Please reproduce the entire power series thread below word for word.

> Given passage:
□ □ □ □ □ □ □

Question

he function f(x)=ln(9−x) is represented as a power series

Answer 1

\[f(x)=\sum_{n=0}^{oo}c_{n}x^n\]

find c0, c1,c2 etc.

Answer 2

@jim_thompson5910

Answer 3

check out this page

https://www.math.ucdavis.edu/~thomases/W11_16C1_lec_3_4&3_7_11.pdf

specifically what I'm attaching as an image

Answer 4

ok thanks, the book i have is more confusing then this

Answer 5

np

Answer 6

how do i solve for c?

Answer 7

@jim_thompson5910

Answer 8

c is where you center the power series at

Answer 9

so if you center it at say x = 0, then c = 0

or if you center it at x = 1, then c = 1

Answer 10

im trying to find f'(c)(x-c)

so i get 1/9(x-0) = x/9

but what is x?

Answer 11

can I see the full problem as a screenshot?

Answer 12

on that pdf, the first term is f(c)

since the first term you have is ln(9) and f(c) = ln(9), this means

f(x) = ln(9-x)
f(c) = ln(9-c)
ln(9) = ln(9-c)
9 = 9-c
c = 0

Answer 13

so this power series is centered at x = 0

Answer 14

yes i got that far

Answer 15

but the next one c1

Answer 16

c1 is not = 0

Answer 17

c1 = f ' (c)

□ □ □ □ □ □ □

(Dataset records)
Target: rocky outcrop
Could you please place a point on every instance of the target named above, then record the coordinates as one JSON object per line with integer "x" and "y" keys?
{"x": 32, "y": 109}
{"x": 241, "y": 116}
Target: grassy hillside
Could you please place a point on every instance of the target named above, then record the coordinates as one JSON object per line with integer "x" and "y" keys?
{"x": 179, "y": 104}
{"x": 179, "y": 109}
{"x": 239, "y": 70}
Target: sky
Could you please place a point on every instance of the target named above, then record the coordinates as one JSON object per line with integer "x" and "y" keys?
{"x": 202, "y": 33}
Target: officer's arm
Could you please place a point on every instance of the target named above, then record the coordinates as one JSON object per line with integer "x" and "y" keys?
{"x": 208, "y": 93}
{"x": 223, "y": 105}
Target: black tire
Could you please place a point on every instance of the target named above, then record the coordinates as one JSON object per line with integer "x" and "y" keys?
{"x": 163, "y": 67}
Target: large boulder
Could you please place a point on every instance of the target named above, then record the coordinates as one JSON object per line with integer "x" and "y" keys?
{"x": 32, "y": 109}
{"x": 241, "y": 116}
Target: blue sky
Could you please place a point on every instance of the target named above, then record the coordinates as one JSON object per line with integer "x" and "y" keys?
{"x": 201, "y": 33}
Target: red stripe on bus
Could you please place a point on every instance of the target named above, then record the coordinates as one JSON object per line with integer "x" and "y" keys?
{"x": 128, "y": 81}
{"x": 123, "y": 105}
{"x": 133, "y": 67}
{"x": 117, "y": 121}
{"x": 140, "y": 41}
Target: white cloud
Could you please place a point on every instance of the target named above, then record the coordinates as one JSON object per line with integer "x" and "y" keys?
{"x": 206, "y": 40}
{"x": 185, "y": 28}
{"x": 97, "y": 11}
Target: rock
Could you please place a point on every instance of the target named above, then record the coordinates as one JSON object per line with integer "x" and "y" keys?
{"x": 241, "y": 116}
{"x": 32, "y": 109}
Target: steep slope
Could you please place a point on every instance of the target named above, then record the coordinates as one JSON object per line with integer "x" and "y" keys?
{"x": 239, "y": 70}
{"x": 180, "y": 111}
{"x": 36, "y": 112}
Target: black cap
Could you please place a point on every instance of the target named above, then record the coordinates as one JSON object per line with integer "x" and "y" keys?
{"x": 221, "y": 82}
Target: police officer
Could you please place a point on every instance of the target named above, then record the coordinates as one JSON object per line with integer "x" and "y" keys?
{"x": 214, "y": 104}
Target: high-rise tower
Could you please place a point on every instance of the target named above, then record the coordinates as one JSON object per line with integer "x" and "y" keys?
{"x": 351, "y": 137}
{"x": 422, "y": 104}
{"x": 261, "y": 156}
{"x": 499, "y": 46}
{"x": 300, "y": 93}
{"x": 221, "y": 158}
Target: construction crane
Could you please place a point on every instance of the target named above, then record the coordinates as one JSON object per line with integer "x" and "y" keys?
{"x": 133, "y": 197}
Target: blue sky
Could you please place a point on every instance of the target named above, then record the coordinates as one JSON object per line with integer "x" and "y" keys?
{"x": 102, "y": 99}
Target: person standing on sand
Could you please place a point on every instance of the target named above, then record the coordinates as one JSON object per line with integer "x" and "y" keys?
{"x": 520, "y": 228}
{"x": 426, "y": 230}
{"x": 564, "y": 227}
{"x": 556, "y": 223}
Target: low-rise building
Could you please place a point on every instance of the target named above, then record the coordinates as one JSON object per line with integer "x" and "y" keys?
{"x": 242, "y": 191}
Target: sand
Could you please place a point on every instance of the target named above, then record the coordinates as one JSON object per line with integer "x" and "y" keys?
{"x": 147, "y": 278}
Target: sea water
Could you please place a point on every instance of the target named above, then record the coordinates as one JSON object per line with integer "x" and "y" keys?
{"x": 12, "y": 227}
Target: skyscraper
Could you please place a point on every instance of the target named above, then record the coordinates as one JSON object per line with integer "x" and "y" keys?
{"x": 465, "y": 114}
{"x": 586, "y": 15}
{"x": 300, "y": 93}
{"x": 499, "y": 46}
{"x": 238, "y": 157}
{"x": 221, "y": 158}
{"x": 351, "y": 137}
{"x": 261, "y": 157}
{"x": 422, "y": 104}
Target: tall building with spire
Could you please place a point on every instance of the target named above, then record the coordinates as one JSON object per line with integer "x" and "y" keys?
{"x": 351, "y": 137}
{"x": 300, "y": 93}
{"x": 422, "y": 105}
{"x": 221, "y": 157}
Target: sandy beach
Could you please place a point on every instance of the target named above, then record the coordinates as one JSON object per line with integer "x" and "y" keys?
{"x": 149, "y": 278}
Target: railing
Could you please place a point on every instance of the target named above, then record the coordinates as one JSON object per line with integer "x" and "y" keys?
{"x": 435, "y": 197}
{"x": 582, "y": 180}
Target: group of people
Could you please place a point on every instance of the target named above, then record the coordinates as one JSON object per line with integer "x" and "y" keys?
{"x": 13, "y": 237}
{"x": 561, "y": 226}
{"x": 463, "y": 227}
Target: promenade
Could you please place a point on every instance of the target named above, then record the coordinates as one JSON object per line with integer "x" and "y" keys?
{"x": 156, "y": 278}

□ □ □ □ □ □ □

> Final result:
Question

he function f(x)=ln(9−x) is represented as a power series

Answer 1

\[f(x)=\sum_{n=0}^{oo}c_{n}x^n\]

find c0, c1,c2 etc.

Answer 2

@jim_thompson5910

Answer 3

check out this page

https://www.math.ucdavis.edu/~thomases/W11_16C1_lec_3_4&3_7_11.pdf

specifically what I'm attaching as an image

Answer 4

ok thanks, the book i have is more confusing then this

Answer 5

np

Answer 6

how do i solve for c?

Answer 7

@jim_thompson5910

Answer 8

c is where you center the power series at

Answer 9

so if you center it at say x = 0, then c = 0

or if you center it at x = 1, then c = 1

Answer 10

im trying to find f'(c)(x-c)

so i get 1/9(x-0) = x/9

but what is x?

Answer 11

can I see the full problem as a screenshot?

Answer 12

on that pdf, the first term is f(c)

since the first term you have is ln(9) and f(c) = ln(9), this means

f(x) = ln(9-x)
f(c) = ln(9-c)
ln(9) = ln(9-c)
9 = 9-c
c = 0

Answer 13

so this power series is centered at x = 0

Answer 14

yes i got that far

Answer 15

but the next one c1

Answer 16

c1 is not = 0

Answer 17

c1 = f ' (c)